[Records for the task Boundary: Start]

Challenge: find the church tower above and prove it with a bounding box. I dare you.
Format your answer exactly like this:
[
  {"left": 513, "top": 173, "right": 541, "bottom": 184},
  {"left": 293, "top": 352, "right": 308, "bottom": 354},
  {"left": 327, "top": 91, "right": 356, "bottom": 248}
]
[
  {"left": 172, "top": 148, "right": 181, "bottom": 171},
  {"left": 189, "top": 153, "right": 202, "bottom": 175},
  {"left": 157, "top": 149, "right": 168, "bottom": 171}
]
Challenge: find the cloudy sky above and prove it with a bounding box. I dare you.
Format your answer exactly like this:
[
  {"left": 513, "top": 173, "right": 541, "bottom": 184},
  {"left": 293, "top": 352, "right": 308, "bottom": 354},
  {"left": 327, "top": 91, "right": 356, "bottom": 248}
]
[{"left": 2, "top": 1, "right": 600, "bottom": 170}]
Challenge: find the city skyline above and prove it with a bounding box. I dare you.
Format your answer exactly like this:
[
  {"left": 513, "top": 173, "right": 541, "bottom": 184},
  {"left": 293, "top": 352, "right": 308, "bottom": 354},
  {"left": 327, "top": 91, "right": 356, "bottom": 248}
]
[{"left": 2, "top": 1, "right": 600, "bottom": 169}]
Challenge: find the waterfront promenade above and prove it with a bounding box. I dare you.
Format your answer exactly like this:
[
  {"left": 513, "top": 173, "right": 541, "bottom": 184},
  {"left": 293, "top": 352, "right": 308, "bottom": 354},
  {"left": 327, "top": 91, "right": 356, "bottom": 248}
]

[Records for the task Boundary: End]

Reproduce every line of the material above that has the string "dare".

▶ **Response to the task**:
Challenge: find the church tower above and prove it with a bounding box. I dare you.
Challenge: find the cloudy sky above and prove it with a bounding box. I dare you.
Challenge: find the city skyline above and prove it with a bounding box. I dare you.
Challenge: find the waterfront promenade above and prove it with a bounding box. I dare you.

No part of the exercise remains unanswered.